## [What the task requires]
Render each line of the material below as a JSON list of strings, one string per line, omitting any blank lines.

## [Data shown]
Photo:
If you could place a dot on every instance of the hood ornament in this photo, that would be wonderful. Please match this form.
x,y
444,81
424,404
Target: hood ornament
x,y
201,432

## [Answer to this exercise]
[
  "Photo:",
  "If you could place a dot on every instance of the hood ornament in this photo, that would be wonderful. Please match this form.",
  "x,y",
  "444,81",
  "424,404",
  "Target: hood ornament",
  "x,y",
  "201,432"
]